■ **CONSIGNA**:
¿Puedes copiar literalmente el fragmento del texto sobre el monasterio de Oia que va de "En 2004, esta" a "aguardaban su destino.", ambos incluidos?

■ **TEXTO**:
+--

Había tales plagas de piojos y chinches que los presos preferían dormir a la intemperie, en el claustro y los patios, que en las celdas donde se apretaban por cientos. En 1939, cuando la guerra enfilaba su desenlace en el frente del Ebro, en el monasterio pontevedrés “llegó a haber hasta 4.500 hombres”, explica Xoán Martínez, que pertenece a la segunda generación de la naviera Vasco Gallega de Consignaciones.
En 2004, esta empresa compró el cenobio al Banco Pastor para restaurarlo en el marco de un proyecto de hotel singular, además de 20 “villas turísticas” y spa, que quedó varado entre las rocas de los permisos administrativos y las negociaciones políticas. Mientras tanto, el BIC, monumento nacional desde 1931, acusaba aún más su deterioro y la firma tuvo que acometer varias reparaciones de urgencia. Entre los trabajos de consolidación de unas estancias “a punto del colapso”, la firma viguesa recuperó un tesoro: un centenar de dibujos y textos trazados a lápiz en el maltrecho estuco de los tabiques por aquellos presos de Franco que quisieron dejar su huella mientras aguardaban su destino.
Las paredes interiores, corroídas por la salinidad de la arena de playa con la que se construían, hablan de aquellos hombres de toda condición que pasaron por el campo de concentración del 37 (asturianos, cántabros y vascos procedentes del frente de Asturias) al 39 (catalanes, valencianos, andaluces, baleares, aragoneses). Algunos desprendían gran talento artístico. Otros, sencillamente, desesperación y miedo. En el Real Monasterio de Oia, habitado antes de la Desamortización por monjes artilleros que defendían la costa de los corsarios, se hallaron muchos dibujos de comida, pantagruélicos bodegones, cabezas de cerdo servidas en bandeja. “Auténticos banquetes”, resume Xoán Martínez, que se declara fascinado con la historia del edificio de 7.500 metros cuadrados y se ha trasladado a vivir allí al lado. Entre estos pequeños guernicas hay también muchas estampas bélicas, almanaques con los días tachados en una larga cuenta atrás, sinuosos cuerpos de mujer, nombres propios, “poemas a la madre; a la esposa”, mucho centurión romano y escenas de westerns.
El propietario habla de la “buena comunicación” con la actual alcaldesa de Oia, Cristina Correa (PP), y asegura que ahora las negociaciones con el Ayuntamiento para el plan de urbanización y construcción del hotel de 72 habitaciones en pleno Camino Portugués a Santiago se han “desbloqueado”. La regidora confirmó el viernes que el proyecto tiene luz verde y que ahora solo están pendientes de que la empresa presente una modificación “puntual” relativa a la “delimitación del ámbito”. En esta travesía, Vasco Gallega ha gastado ya casi “cinco millones de euros, con cero ayudas públicas”, y planea invertir 29 en su futuro proyecto. De momento, se reciben visitas guiadas, se recaba información de familiares de presos y se han recuperado y musealizado los grafitos, con la participación de la Universidad de Santiago.
“En España hubo un centenar de monasterios que fueron campos de concentración”, comenta Martínez, “pero en ningún otro se llevó a cabo una acción de memoria histórica como esta”. “Aquí cada piedra tiene un significado, para nuestra familia esto tiene mucho de emocional”, reivindica: “Como propiedad tenemos que estar a la altura de la historia, 850 años de historia. Y contarla”.

+--

■ **CONTENIDO DEL LISTADO**:

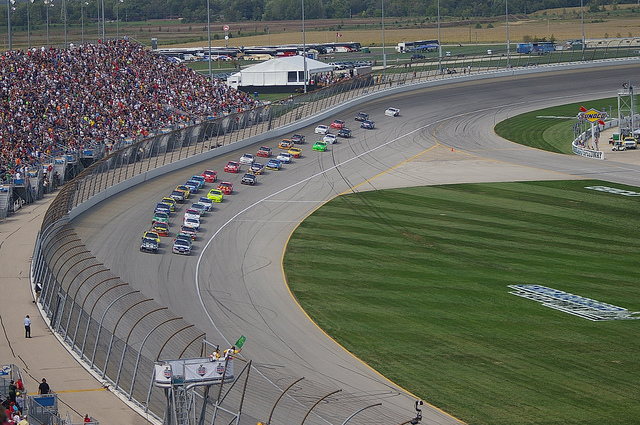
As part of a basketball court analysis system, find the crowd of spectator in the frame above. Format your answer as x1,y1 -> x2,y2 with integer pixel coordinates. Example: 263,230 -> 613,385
0,39 -> 256,184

+--

■ **RESULTADO FINAL**:
En 2004, esta empresa compró el cenobio al Banco Pastor para restaurarlo en el marco de un proyecto de hotel singular, además de 20 “villas turísticas” y spa, que quedó varado entre las rocas de los permisos administrativos y las negociaciones políticas. Mientras tanto, el BIC, monumento nacional desde 1931, acusaba aún más su deterioro y la firma tuvo que acometer varias reparaciones de urgencia. Entre los trabajos de consolidación de unas estancias “a punto del colapso”, la firma viguesa recuperó un tesoro: un centenar de dibujos y textos trazados a lápiz en el maltrecho estuco de los tabiques por aquellos presos de Franco que quisieron dejar su huella mientras aguardaban su destino.